[REQUIRED WORK]
[A] Can you extract, word for word from the medical device lecture transcript, the part that opens with the words containing "So I think we" and closes with "does that [INAUDIBLE]."?
[B] Could you extend the medical device lecture transcript, starting right after its last line?

[PAGE TEXT]

■ ■ ■ ■ ■

But as you're thinking about where to go afterwards, whether it's industry or graduate school, think about medical devices, because they need your help. They need a lot of smart people there. And so there's just one thing missing-- you are. And I think there's a lot of interesting stuff still to be done.

So I think we have five or 10 minutes or so. I'd be glad to take some questions. Or I could go more into depth. I got some fun videos I could show. But I think I'll at least take a break for a moment to see if you have any questions. Yes?

AUDIENCE: So that pacemaker or whatever it was that you were passing around, does that [INAUDIBLE].

PROFESSOR: Oh, the defibrillator.

AUDIENCE: Yeah. How does that interact with the fact that they are [INAUDIBLE] these kind of things.

PROFESSOR: OK so a couple things. So there are defibrillators and there are pacemakers. They're very related. This is a defibrillator. It sends out large shocks. Pacemakers send out small shocks.

But in the US, it's illegal to reimplant these. So it doesn't matter if you can. It's just illegal. But in many developing countries it's not illegal.

And if you look from-- let me back up a slide. If you look from not the control mechanism, but the risk management side of equation, it might actually lead to better public health outcomes to allow reimplantation and reuse in developing countries where they have no other choice. And this is not my project. This is just a project we're assisting on.

But in that particular case, the patients really have no choice. It's basically a death sentence. To sterilize it is pretty tricky.

There's a whole lot of science and engineering that goes into how to properly sterilize to get rid of the pathogens. Because these were in blood, so first abrasive cleaner, but the ethylene oxide is one way to destroy most, if not all, of the pathogens. There's a whole testing procedure. You actually put special little-- I forgot what they're called. They're little wafers-- with known quantities of pathogens. And you put it in alongside some of the devices as it's going into the chamber, and when you pull it out, you test to see if all those organisms have been killed.

Did that answer all your questions? You had a follow up. OK. Yes?

■ ■ ■ ■ ■

(Saved data entries)
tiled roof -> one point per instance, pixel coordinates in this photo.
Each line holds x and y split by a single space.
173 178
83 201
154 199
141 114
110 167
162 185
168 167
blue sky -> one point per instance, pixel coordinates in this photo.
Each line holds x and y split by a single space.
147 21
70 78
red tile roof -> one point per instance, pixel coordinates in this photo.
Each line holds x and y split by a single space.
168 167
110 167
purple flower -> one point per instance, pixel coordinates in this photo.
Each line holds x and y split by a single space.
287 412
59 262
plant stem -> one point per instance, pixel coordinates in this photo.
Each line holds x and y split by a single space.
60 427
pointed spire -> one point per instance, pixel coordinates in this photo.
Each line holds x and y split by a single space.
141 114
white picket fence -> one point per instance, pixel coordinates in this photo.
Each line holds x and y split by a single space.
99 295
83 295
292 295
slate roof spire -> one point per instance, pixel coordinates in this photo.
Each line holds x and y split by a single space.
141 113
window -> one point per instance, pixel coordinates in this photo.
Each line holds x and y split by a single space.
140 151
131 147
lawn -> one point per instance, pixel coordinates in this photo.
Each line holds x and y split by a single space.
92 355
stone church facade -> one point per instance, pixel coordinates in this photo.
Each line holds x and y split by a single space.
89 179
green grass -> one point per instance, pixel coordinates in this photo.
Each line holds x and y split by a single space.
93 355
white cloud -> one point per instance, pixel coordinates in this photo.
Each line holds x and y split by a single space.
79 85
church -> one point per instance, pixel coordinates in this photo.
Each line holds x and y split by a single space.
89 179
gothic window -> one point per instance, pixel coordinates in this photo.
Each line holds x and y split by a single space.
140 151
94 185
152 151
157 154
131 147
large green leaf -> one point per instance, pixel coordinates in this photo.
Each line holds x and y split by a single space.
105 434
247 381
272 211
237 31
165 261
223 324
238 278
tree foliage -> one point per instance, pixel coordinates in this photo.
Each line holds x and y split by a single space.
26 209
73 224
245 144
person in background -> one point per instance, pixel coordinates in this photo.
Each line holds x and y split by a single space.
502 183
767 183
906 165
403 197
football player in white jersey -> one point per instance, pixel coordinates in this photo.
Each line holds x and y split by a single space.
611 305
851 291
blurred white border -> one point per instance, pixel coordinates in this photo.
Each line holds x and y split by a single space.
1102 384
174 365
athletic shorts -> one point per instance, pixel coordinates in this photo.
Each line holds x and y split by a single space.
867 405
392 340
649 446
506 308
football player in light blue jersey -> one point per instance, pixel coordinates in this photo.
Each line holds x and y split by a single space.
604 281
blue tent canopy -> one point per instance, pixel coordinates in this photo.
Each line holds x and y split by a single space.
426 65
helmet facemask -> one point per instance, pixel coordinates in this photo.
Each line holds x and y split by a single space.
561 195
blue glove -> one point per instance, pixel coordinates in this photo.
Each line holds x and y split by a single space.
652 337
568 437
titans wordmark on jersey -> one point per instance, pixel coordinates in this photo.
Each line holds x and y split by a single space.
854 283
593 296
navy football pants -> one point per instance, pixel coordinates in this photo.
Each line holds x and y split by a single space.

■ ■ ■ ■ ■

[OUTPUTS BY TASK]
[A]
So I think we have five or 10 minutes or so. I'd be glad to take some questions. Or I could go more into depth. I got some fun videos I could show. But I think I'll at least take a break for a moment to see if you have any questions. Yes?

AUDIENCE: So that pacemaker or whatever it was that you were passing around, does that [INAUDIBLE].

[B]
AUDIENCE: So what you're saying, integrity of sensors is a bigger risk for hacker attack, because most of the examples of sensory interference you showed are intentional interference. So it's kind of [INAUDIBLE].

PROFESSOR: Oh, so the question is why focus on integrity of sensors rather than hacking, because everything I showed was about hacking? That's selection bias. I selected those cases, but that doesn't mean that's statistically relevant. I divided up into two cases-- maybe three. The past, the present, and the future.

So at the present, most of the problems we're seeing from malware in our very rudimentary surveillance of medical devices has to do with malware that accidentally gets in, and then causes near misses and malfunctions. But we're no dummies. We know that there could be an intentional adversary in the future. They just haven't materialized yet.

The closest example would be-- this is just from the news reports. I don't know if it's true, but it was from I believe the New York Times-- that there was a hospital. CHS, I think, was the hospital, Where they brought in a security company, Mandiant.

And they believe that a nation state had actually come in to steal the medical records. They don't know exactly why, but nation states. And nation states are powerful adversaries, right? If you run up against a nation state, you might as well just give up, because none of these controls are going to help you.

But here's my concern. If the nation state, for instance, is very dedicated on getting one piece of information, what if they make-- they're human too, right? What if they make a mistake along the way and accidentally hit a medical device as they're trying to extract whatever kind of information they're trying to get at? And that could affect the integrity.

In the future, there could be instances of custom malware, but I think it takes that one more step of someone really wanting to cause harm. And I'm hoping that there aren't too many of those kinds of people. But there are people who write malware who don't realize that malware gets into medical devices in hospitals, and it's still causing problems.